REQUIRED WORK :: The lines to reproduce from the material below are those from the one containing "# point at: the green tree" through the one containing "# point at: the sloped", both included; write them out exactly and add nothing.

TASK INPUT ::
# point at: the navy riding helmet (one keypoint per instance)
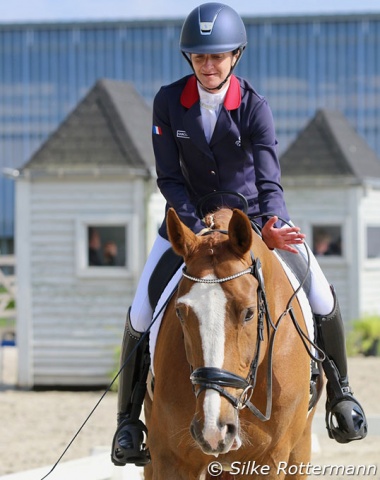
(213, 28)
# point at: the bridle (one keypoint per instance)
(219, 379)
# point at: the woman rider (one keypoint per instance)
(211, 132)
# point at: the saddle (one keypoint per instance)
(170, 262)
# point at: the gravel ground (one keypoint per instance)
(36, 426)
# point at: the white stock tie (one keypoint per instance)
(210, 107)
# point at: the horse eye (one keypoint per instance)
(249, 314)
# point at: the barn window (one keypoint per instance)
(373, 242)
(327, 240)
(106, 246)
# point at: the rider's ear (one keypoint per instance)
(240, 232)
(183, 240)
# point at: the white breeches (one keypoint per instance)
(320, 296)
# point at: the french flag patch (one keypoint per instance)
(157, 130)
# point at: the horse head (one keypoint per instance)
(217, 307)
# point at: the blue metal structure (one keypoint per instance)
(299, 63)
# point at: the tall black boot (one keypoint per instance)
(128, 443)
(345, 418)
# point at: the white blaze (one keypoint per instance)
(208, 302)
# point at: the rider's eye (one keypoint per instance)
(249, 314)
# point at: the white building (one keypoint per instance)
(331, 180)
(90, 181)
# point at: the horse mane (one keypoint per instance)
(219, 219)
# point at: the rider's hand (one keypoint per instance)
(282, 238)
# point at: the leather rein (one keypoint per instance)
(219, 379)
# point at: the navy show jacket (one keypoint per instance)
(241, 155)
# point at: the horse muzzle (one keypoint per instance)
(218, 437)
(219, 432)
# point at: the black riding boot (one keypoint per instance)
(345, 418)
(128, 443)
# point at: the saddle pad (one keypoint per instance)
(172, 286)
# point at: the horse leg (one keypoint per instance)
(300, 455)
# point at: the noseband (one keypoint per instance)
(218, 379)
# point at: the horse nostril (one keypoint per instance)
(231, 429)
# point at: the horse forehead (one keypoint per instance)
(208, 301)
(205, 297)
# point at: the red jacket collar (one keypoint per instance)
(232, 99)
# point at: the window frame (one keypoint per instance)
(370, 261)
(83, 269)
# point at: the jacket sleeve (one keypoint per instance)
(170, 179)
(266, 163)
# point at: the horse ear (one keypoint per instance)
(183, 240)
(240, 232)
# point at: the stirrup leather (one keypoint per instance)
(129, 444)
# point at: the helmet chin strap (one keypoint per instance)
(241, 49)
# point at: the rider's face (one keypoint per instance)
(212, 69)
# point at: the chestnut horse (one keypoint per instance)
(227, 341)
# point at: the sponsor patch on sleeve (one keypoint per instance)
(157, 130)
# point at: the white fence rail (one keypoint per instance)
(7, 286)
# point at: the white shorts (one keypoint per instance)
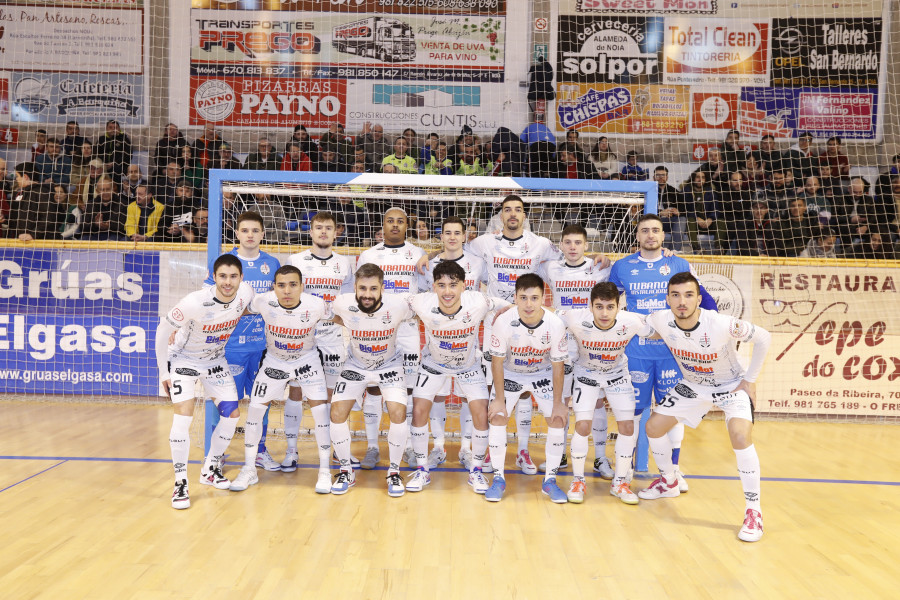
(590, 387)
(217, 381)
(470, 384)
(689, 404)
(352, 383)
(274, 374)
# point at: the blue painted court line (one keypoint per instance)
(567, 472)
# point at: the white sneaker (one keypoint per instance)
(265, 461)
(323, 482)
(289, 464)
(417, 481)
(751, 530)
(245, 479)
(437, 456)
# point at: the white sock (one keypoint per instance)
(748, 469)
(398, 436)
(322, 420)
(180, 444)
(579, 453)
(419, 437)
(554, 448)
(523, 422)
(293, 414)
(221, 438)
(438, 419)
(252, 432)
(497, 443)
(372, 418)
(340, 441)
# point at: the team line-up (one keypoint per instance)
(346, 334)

* * *

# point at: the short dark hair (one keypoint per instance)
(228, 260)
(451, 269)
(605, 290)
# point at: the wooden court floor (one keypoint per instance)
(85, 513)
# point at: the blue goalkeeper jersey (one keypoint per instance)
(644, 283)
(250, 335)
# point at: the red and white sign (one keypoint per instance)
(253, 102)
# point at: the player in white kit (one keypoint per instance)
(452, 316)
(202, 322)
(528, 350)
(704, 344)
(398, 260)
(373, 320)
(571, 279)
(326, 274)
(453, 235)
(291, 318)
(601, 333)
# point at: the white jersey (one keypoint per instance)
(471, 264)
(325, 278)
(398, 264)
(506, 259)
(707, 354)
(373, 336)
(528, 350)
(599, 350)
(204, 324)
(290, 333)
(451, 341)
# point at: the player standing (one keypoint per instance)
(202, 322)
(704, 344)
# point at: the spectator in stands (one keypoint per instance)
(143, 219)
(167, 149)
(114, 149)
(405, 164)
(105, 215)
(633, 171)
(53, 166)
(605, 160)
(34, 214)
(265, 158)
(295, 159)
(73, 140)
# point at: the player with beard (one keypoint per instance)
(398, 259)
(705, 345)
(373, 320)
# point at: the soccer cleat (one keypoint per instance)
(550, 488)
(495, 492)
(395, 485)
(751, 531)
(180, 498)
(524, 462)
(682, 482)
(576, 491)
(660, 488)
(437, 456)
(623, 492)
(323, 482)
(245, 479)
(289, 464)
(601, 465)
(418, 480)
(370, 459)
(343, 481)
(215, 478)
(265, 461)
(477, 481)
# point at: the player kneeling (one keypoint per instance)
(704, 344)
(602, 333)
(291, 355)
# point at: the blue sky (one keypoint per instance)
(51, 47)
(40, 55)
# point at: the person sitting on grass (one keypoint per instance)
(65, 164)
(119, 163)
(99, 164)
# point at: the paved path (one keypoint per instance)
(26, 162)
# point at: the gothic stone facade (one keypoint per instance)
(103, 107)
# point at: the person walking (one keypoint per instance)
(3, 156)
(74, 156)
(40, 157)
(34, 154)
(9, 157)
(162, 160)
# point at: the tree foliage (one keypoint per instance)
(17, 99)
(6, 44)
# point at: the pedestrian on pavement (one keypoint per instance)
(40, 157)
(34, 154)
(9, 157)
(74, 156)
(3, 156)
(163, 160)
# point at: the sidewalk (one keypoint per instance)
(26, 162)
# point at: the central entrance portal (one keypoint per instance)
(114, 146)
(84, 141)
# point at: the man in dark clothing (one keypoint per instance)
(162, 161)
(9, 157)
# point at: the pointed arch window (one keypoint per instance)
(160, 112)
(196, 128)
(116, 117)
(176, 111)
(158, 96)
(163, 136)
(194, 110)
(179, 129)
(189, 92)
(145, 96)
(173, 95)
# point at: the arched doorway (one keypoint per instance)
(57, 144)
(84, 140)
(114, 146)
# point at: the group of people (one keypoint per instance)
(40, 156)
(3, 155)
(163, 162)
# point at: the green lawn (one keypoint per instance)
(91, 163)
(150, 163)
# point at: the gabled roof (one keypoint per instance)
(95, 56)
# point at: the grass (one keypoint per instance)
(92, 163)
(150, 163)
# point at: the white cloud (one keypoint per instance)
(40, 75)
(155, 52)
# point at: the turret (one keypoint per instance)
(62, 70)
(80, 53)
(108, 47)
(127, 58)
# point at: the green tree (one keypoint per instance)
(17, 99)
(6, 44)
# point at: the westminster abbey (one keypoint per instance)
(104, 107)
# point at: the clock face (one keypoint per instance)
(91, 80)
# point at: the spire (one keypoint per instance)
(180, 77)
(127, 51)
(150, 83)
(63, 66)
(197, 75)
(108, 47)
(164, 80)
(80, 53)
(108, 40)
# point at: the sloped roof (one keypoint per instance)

TASK RESULT ::
# point at: the green tree (one keypoint per instance)
(17, 99)
(6, 44)
# point at: the westminster abbey (one keypoint per instance)
(104, 107)
# point at: the clock face (one keypoint per instance)
(91, 80)
# point at: the spire (one keypoint per instance)
(180, 77)
(127, 51)
(150, 83)
(63, 66)
(197, 75)
(108, 47)
(164, 80)
(80, 53)
(108, 40)
# point at: the sloped roof (one keypoint per instance)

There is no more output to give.